▸ **GIVEN ENTRIES**:
= = = =
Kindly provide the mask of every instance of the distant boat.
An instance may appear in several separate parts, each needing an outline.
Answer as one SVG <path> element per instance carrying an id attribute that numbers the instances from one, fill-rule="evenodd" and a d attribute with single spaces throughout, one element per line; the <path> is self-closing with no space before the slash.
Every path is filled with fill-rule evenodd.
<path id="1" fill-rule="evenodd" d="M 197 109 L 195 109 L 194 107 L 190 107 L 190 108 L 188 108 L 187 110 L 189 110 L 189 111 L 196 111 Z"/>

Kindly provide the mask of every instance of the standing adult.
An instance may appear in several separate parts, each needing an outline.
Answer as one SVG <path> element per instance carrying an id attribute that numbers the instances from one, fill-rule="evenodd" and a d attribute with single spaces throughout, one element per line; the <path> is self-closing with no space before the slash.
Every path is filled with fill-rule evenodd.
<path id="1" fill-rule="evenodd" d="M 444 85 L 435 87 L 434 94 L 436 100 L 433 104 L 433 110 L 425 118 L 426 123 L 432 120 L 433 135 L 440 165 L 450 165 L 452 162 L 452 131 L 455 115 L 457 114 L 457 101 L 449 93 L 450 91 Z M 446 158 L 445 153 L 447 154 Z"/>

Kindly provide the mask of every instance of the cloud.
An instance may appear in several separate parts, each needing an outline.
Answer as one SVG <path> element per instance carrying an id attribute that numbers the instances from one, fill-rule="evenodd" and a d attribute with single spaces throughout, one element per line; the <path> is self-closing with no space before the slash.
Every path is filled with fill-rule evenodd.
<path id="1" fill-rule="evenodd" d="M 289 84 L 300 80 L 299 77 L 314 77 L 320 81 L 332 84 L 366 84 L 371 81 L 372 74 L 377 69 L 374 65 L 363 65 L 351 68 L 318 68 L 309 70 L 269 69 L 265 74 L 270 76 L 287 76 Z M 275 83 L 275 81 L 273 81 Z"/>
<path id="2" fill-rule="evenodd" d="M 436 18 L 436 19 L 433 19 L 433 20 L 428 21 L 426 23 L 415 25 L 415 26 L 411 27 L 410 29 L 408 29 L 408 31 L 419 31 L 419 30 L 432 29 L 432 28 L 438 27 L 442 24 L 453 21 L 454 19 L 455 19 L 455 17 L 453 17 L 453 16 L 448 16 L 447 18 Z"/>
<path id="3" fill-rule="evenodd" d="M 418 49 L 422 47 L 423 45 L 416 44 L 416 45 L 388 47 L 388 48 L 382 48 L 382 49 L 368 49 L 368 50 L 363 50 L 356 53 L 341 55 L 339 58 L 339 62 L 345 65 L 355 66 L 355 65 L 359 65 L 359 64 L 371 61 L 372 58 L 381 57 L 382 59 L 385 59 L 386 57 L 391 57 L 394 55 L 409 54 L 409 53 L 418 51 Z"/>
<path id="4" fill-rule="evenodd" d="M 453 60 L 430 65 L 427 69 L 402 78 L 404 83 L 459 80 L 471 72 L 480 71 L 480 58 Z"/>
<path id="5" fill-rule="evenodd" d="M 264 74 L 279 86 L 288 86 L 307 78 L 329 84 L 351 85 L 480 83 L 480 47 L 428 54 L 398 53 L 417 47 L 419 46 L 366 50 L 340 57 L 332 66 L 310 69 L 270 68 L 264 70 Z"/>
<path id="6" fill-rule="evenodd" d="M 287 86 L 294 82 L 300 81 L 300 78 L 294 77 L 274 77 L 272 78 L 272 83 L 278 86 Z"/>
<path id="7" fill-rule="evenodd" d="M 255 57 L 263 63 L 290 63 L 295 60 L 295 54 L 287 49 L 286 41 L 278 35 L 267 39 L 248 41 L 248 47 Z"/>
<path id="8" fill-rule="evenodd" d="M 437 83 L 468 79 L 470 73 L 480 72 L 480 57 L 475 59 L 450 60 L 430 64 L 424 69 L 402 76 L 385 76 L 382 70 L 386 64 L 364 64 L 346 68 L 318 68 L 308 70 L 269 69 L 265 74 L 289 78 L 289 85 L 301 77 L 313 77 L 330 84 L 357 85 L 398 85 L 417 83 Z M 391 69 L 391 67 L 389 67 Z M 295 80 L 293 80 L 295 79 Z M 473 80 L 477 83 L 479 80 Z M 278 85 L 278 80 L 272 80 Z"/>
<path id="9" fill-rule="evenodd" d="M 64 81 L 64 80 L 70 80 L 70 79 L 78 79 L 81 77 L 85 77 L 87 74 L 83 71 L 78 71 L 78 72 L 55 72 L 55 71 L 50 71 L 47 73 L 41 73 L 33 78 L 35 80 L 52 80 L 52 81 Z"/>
= = = =
▸ **WORK INSTRUCTIONS**: The complete data is to be transcribed verbatim.

▸ **REPLY TO THE EXERCISE**:
Kindly provide the mask of every instance of the distant boat.
An instance may appear in several separate parts, each needing an outline.
Answer as one SVG <path> element per instance carrying an id attribute that numbers the instances from one, fill-rule="evenodd" and a d attribute with single spaces throughout, one element per line; the <path> is self-closing with no space before the slash.
Every path is filled with fill-rule evenodd.
<path id="1" fill-rule="evenodd" d="M 197 109 L 195 109 L 194 107 L 190 107 L 190 108 L 188 108 L 187 110 L 189 110 L 189 111 L 196 111 Z"/>

Kindly provide the mask of every instance of the standing adult.
An instance may appear in several separate parts, each needing an outline.
Answer as one SVG <path> element per instance carrying an id attribute that numbers the instances from one, fill-rule="evenodd" and a d attribute with single spaces throughout, one element per line; the <path> is self-closing with no space before the slash.
Every path is filled with fill-rule evenodd.
<path id="1" fill-rule="evenodd" d="M 444 85 L 435 87 L 434 94 L 436 100 L 433 104 L 433 110 L 425 118 L 426 123 L 432 120 L 433 135 L 440 165 L 450 165 L 452 162 L 452 131 L 455 115 L 457 114 L 457 101 L 449 93 L 450 91 Z M 446 158 L 445 153 L 447 154 Z"/>

Kindly provide the mask of every instance of the cloud.
An instance may appear in several separate parts, each needing an outline.
Answer as one SVG <path> element per instance carrying an id attribute that numbers the instances from one, fill-rule="evenodd" and a d attribute with single spaces throughout, one element per line; the <path> is self-closing with no space before the slash.
Every path is filled with fill-rule evenodd.
<path id="1" fill-rule="evenodd" d="M 289 84 L 300 80 L 299 77 L 314 77 L 320 81 L 332 84 L 366 84 L 371 81 L 372 74 L 377 69 L 374 65 L 363 65 L 351 68 L 318 68 L 309 70 L 269 69 L 265 74 L 270 76 L 287 76 Z M 275 83 L 275 81 L 273 81 Z"/>
<path id="2" fill-rule="evenodd" d="M 436 18 L 436 19 L 433 19 L 433 20 L 428 21 L 426 23 L 415 25 L 415 26 L 411 27 L 410 29 L 408 29 L 408 31 L 419 31 L 419 30 L 432 29 L 432 28 L 438 27 L 442 24 L 453 21 L 454 19 L 455 19 L 455 17 L 453 17 L 453 16 L 448 16 L 447 18 Z"/>
<path id="3" fill-rule="evenodd" d="M 418 49 L 422 47 L 423 45 L 416 44 L 416 45 L 388 47 L 388 48 L 382 48 L 382 49 L 368 49 L 368 50 L 363 50 L 356 53 L 341 55 L 339 58 L 339 62 L 345 65 L 355 66 L 355 65 L 359 65 L 359 64 L 371 61 L 372 58 L 381 57 L 382 59 L 385 59 L 386 57 L 391 57 L 394 55 L 409 54 L 409 53 L 418 51 Z"/>
<path id="4" fill-rule="evenodd" d="M 453 60 L 430 65 L 427 69 L 402 78 L 404 83 L 459 80 L 471 72 L 480 71 L 480 58 Z"/>
<path id="5" fill-rule="evenodd" d="M 264 74 L 279 86 L 288 86 L 307 78 L 329 84 L 351 85 L 480 83 L 480 47 L 428 54 L 398 53 L 417 47 L 419 46 L 366 50 L 340 57 L 332 66 L 310 69 L 270 68 L 264 70 Z"/>
<path id="6" fill-rule="evenodd" d="M 287 86 L 294 82 L 300 81 L 300 78 L 294 77 L 274 77 L 272 78 L 272 83 L 278 86 Z"/>
<path id="7" fill-rule="evenodd" d="M 255 57 L 263 63 L 290 63 L 295 60 L 295 54 L 287 49 L 286 41 L 278 35 L 267 39 L 248 41 L 248 47 Z"/>
<path id="8" fill-rule="evenodd" d="M 437 83 L 468 79 L 470 73 L 480 72 L 480 57 L 475 59 L 450 60 L 430 64 L 424 69 L 402 76 L 385 76 L 382 70 L 386 64 L 364 64 L 346 68 L 318 68 L 308 70 L 269 69 L 265 74 L 289 78 L 289 85 L 301 77 L 313 77 L 330 84 L 357 85 L 398 85 L 417 83 Z M 391 69 L 391 67 L 389 67 Z M 295 80 L 293 80 L 295 79 Z M 473 80 L 477 83 L 479 80 Z M 278 85 L 278 80 L 272 80 Z"/>
<path id="9" fill-rule="evenodd" d="M 64 81 L 64 80 L 70 80 L 70 79 L 78 79 L 81 77 L 85 77 L 87 74 L 83 71 L 78 71 L 78 72 L 55 72 L 55 71 L 50 71 L 47 73 L 41 73 L 33 78 L 35 80 L 52 80 L 52 81 Z"/>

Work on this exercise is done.